Monday, November 5, 2012

The Mule and the Two-By-Four

You know those times when you’re talking to someone and you just know they’re not listening? Vacant eye contact, I call it. Whatever is going on in his or her brain has nothing to do with what you’re saying. If you haven’t had this experience, you have never had teenagers. Or tried earnestly to persuade someone in your circle of family or friends of the wisdom of your political views, which you are quite certain they would embrace if they could just understand them.


I think of myself as having achieved a measure of wisdom because I join those battles less frequently. For one thing, all my teenagers have grown up. For another, I have come to realize that some people just can’t be reached with the logic that seems so impeccable, so unassailable, to me.

But here’s a disturbing question: What if it’s not them? What if it’s me?

Why is it so hard for us to change our minds about some things? I think I’m open-minded, but perhaps what I really mean is that I listen politely while waiting for the other person to take a breath so I can jump in with my point of view. It’s not that I’m not listening. Somehow I’m not processing.

There are a couple of possibilities here: One, implicit in my self-regard, is that I have the answer figured out and further processing isn’t necessary. Maybe some tweaking at the margins—an intellectual bone or two to throw the dog holding a contrary view—but no wholesale re-evaluation needed. The second possibility is that something unfortunate has happened to my neurological wiring that has rendered me unable to accept competing inputs.

::::::

**DIRECTIONS**
Quote the part of the mule and two-by-four essay between "You know those" and "if it’s me?", inclusive.

**DATA TO EXAMINE**

::::::

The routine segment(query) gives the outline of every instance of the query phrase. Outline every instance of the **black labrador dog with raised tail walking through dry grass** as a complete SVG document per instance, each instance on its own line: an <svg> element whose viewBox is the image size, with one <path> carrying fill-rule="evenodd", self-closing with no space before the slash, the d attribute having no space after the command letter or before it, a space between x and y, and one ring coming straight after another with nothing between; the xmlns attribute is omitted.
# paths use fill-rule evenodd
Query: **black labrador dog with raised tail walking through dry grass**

::::::

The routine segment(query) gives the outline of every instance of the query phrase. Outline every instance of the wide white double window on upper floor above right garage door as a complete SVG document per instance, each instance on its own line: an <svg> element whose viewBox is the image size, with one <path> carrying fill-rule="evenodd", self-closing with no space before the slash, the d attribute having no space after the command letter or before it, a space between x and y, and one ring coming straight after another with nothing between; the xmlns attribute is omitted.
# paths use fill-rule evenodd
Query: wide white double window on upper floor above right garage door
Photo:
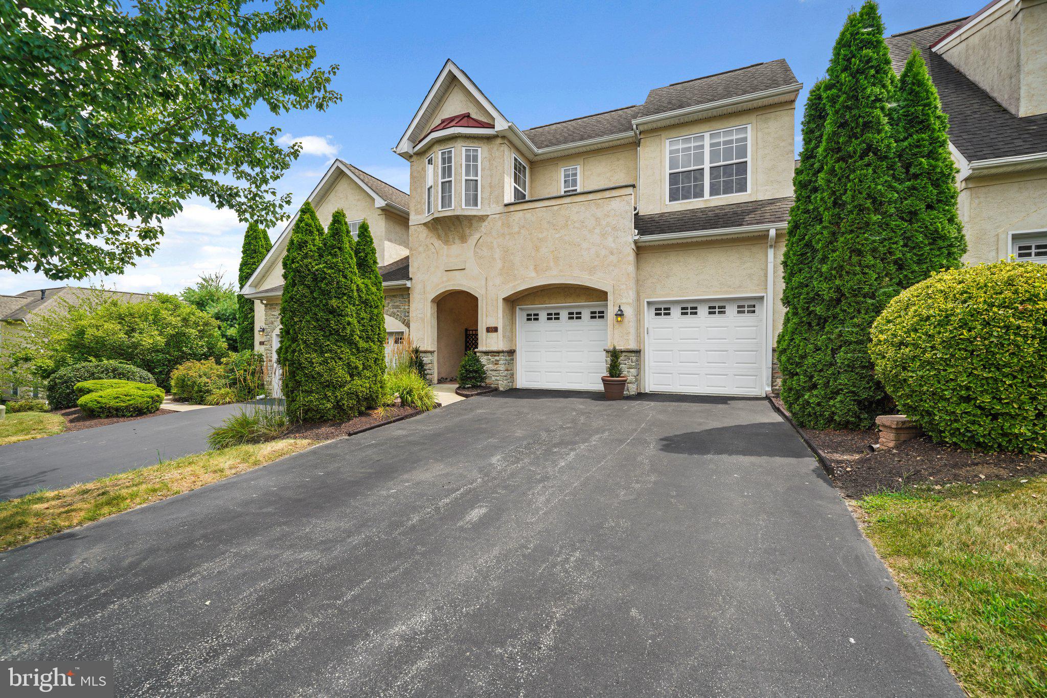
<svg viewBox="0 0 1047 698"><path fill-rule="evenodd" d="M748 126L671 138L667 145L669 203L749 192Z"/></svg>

::::::

**TASK RESPONSE**
You know those times when you’re talking to someone and you just know they’re not listening? Vacant eye contact, I call it. Whatever is going on in his or her brain has nothing to do with what you’re saying. If you haven’t had this experience, you have never had teenagers. Or tried earnestly to persuade someone in your circle of family or friends of the wisdom of your political views, which you are quite certain they would embrace if they could just understand them.


I think of myself as having achieved a measure of wisdom because I join those battles less frequently. For one thing, all my teenagers have grown up. For another, I have come to realize that some people just can’t be reached with the logic that seems so impeccable, so unassailable, to me.

But here’s a disturbing question: What if it’s not them? What if it’s me?